* Work instructions
Answer these questions from the essay below on racism and gun control laws:
1. In what year did the Louisiana rule called the Black code begin?
2. What object does the essay give as an example of a potential weapon?
3. In what year did the first officials arrive at New Orleans?

* Given passage
★ ★ ★

Factors affecting Racism

Factors affecting Racism

Introduction

From time in memorial the blacks have been discriminated against in the United States of America. Some legislation was put in place to “keep the blacks in their place”. Such legislation that was put in place was the law that banned the Blacks from owning, and using a gun. All through the American history gun control laws was directed towards keeping the blacks from accessing guns. This paper will look into the discrimination associated with the gun control laws. The reason why the gun control laws should be considered as “suspect ideas”, that has been part of the American Legal System.

History

Racists’ arms laws have been in place for a very long time in the United States of America. From the year beginning 1751, there was a rule that was put in place in the state of Louisiana. The rule known as the Black code, the law required that all blacks in Louisiana to stop when stopped by the white Colonists. The colonists were allowed to beat “any black carrying any potential weapon, such as a cane” (Winston, 190). If the black who was stopped was on a horseback, and had defied the order to stop the colonist was allowed to “shoot to kill”. The possession o f a gun was necessary even for the slaves when they were living in a frontier where fighting was going on, but even under such circumstances laws continued to be enacted to stop the blacks from owning guns. Even the free black people were not allowed to own guns (Winston 180).

Individual factors

In the 1790’s a revolution by the slaves in Haiti managed to overthrow their masters who were French leading to a war between the black race and the white masters. Due to the development in Haiti there was fear in the French colony of Louisiana, as well among the white population in the United States of America. In the year 1803 the very first officials arrived at the State of New Orleans to take over the state after it was taken as colony by the United States. After the arrival of the officials the new city government put some laws in place which were directed towards the black population (Bulmer, 190).

★ ★ ★

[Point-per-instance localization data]

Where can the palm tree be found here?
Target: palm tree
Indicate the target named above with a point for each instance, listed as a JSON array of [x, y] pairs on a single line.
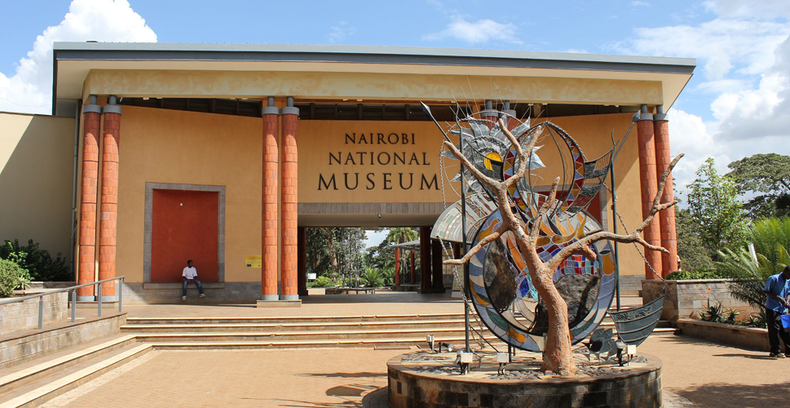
[[771, 240], [399, 235]]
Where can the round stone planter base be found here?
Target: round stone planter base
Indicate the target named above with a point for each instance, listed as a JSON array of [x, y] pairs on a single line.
[[428, 379]]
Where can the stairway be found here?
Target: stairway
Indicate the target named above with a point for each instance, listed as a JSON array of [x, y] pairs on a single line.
[[295, 332], [39, 380], [36, 381]]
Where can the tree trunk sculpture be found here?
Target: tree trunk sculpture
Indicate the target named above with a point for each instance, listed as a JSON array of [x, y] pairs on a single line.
[[557, 356]]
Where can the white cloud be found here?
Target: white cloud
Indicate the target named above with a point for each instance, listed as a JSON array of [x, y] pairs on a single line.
[[340, 32], [476, 32], [30, 88], [723, 45], [750, 9], [688, 134], [745, 55]]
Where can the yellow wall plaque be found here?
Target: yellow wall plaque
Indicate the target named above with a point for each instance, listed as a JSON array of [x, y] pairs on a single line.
[[253, 261]]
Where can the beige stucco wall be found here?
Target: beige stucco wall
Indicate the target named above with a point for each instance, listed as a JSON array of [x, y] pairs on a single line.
[[371, 155], [593, 135], [359, 85], [166, 146], [36, 168]]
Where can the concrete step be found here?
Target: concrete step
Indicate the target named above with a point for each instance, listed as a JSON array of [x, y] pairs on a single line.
[[288, 327], [48, 386], [457, 340], [290, 319], [23, 374], [371, 334]]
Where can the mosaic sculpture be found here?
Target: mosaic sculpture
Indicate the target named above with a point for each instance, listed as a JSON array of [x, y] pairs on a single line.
[[541, 269]]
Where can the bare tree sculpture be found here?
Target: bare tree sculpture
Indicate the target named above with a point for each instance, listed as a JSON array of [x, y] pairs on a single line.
[[557, 356]]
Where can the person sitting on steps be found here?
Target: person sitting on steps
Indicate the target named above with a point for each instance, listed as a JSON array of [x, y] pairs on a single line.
[[190, 275], [777, 291]]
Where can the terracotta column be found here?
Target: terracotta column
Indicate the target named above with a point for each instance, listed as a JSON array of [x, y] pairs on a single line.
[[301, 265], [270, 239], [488, 114], [511, 119], [666, 217], [649, 180], [109, 196], [90, 182], [289, 203], [438, 271], [397, 266], [413, 278], [425, 258]]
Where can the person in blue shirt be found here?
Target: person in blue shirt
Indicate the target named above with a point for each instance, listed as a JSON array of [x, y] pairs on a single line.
[[777, 288]]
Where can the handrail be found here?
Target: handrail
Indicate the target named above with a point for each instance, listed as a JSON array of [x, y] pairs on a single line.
[[40, 296]]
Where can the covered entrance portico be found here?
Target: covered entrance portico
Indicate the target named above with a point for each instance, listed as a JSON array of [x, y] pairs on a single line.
[[286, 137]]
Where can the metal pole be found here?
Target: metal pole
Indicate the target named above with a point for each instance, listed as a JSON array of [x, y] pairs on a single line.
[[41, 311], [99, 299], [73, 305], [467, 291], [614, 229]]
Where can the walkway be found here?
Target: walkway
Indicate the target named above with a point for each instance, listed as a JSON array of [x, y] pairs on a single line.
[[706, 374]]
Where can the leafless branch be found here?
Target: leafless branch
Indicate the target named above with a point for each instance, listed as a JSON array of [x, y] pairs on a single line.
[[483, 242], [475, 172]]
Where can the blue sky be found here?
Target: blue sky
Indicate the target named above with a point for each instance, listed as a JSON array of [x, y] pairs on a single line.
[[735, 105]]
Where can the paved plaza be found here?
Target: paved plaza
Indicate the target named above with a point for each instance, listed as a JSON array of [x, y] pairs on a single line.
[[695, 373]]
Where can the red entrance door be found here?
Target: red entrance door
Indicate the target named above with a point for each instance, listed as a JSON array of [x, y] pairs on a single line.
[[184, 226]]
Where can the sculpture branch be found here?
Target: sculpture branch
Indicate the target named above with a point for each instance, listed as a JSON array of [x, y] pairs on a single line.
[[483, 242], [475, 172], [633, 237], [549, 203]]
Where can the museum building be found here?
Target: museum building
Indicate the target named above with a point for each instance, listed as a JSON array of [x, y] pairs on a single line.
[[224, 154]]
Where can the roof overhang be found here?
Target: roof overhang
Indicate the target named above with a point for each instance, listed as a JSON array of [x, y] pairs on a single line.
[[74, 62]]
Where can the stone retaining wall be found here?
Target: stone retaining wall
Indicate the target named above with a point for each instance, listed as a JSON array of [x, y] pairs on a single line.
[[640, 387], [686, 298], [15, 350], [24, 315], [738, 336]]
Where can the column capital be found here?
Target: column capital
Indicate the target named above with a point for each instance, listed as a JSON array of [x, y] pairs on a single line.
[[91, 106], [644, 114], [111, 107], [660, 115], [290, 109], [270, 109]]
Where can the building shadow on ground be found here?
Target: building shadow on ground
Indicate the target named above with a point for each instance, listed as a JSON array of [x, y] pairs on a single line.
[[722, 395]]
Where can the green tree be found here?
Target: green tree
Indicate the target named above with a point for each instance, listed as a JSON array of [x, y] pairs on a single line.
[[765, 177], [692, 253], [37, 262], [717, 216], [771, 240], [399, 235], [335, 252]]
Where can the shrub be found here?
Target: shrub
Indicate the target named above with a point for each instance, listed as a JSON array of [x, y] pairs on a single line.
[[373, 278], [696, 274], [11, 277], [322, 282], [38, 262], [714, 313], [757, 320]]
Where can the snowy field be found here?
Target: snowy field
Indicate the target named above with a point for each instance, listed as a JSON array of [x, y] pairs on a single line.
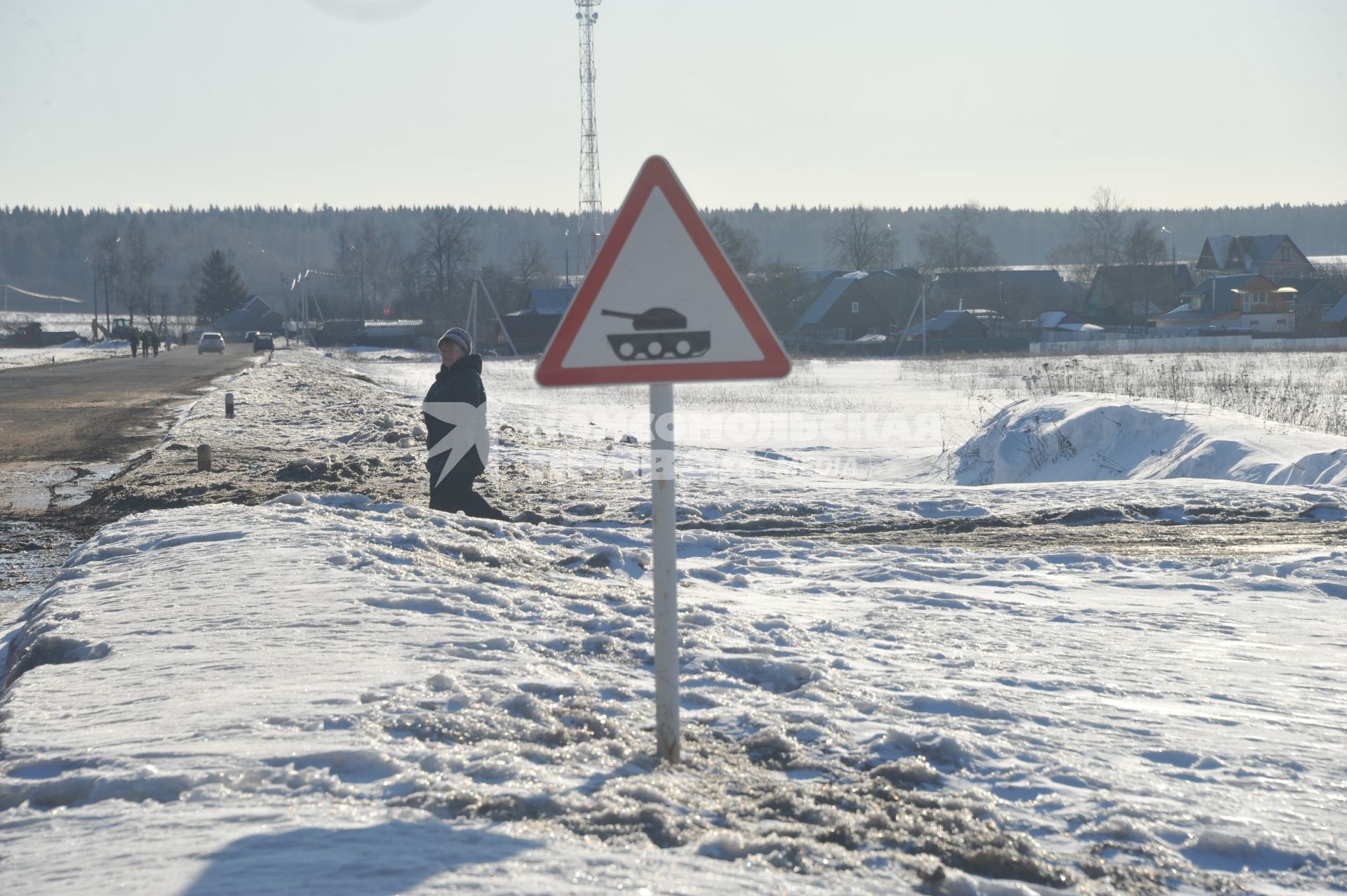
[[57, 354], [335, 694]]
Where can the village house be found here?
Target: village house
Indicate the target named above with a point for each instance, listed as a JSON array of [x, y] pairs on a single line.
[[1272, 255], [951, 325], [1249, 304], [850, 307], [1129, 294]]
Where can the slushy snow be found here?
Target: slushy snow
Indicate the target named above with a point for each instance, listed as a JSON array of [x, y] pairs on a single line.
[[335, 694]]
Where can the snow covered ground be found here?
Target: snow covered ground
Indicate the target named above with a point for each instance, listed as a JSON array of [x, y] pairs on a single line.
[[62, 354], [348, 695]]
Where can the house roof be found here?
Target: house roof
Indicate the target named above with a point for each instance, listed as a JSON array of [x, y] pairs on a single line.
[[830, 295], [1059, 321], [944, 321], [1252, 253], [1303, 286], [1221, 287], [551, 300], [1149, 278], [1043, 282]]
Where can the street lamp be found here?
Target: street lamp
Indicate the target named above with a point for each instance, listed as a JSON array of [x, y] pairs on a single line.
[[361, 283], [95, 269]]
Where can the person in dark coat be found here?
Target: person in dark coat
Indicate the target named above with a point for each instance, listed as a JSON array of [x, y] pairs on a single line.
[[449, 405]]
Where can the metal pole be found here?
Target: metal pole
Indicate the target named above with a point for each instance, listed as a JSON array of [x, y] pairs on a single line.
[[499, 319], [925, 319], [664, 572]]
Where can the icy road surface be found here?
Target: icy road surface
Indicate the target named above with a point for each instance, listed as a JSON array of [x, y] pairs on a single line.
[[351, 695]]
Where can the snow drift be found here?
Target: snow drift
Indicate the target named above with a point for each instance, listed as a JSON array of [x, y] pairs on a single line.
[[1080, 437]]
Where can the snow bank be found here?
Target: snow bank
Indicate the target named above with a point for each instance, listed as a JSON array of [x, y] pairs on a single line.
[[1087, 437], [333, 690]]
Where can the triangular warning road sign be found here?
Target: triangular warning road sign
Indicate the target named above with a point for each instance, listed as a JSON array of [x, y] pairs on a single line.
[[662, 304]]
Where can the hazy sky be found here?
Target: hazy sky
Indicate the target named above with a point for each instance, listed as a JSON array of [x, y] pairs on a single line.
[[1029, 104]]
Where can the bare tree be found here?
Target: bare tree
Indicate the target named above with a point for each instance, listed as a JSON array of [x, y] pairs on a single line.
[[740, 246], [1143, 244], [957, 241], [446, 247], [780, 291], [530, 267], [108, 258], [859, 241], [140, 263]]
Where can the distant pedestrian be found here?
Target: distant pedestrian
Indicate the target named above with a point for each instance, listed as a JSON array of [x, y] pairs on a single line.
[[455, 402]]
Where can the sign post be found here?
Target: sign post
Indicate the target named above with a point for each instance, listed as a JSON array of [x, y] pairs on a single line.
[[664, 570], [662, 305]]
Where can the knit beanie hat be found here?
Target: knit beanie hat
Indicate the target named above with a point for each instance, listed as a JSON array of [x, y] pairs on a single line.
[[460, 336]]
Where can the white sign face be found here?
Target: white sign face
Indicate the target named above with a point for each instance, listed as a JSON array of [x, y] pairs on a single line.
[[662, 302], [660, 269]]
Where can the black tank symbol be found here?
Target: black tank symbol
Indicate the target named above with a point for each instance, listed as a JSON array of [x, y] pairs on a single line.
[[648, 345]]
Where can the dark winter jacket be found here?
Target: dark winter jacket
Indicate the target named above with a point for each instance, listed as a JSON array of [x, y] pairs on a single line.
[[458, 383]]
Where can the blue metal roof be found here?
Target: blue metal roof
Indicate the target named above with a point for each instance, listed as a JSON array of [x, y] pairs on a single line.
[[941, 322]]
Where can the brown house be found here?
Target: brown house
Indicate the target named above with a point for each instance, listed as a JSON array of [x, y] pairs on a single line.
[[1272, 255], [1249, 304]]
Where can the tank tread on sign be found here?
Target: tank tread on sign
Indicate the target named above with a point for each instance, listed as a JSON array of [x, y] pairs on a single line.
[[650, 345]]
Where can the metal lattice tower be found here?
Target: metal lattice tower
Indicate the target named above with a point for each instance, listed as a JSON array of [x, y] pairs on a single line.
[[591, 200]]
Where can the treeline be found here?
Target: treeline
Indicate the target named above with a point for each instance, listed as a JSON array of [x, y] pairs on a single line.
[[421, 260]]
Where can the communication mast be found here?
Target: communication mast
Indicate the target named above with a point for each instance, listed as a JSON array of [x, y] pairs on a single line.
[[591, 201]]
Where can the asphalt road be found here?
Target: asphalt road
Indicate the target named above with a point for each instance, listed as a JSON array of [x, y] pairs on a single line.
[[101, 411]]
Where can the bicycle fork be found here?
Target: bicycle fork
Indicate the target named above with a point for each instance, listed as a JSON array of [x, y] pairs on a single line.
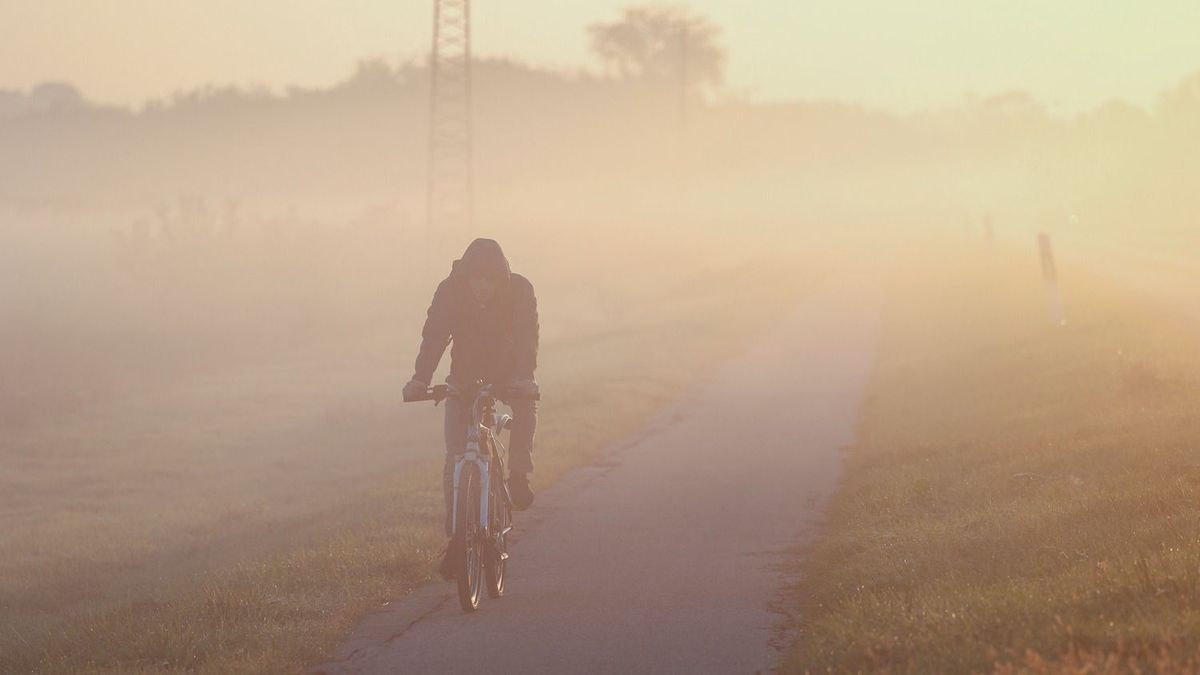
[[473, 457]]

★ ★ ★

* Written answer
1. 1751
2. A cane
3. 1803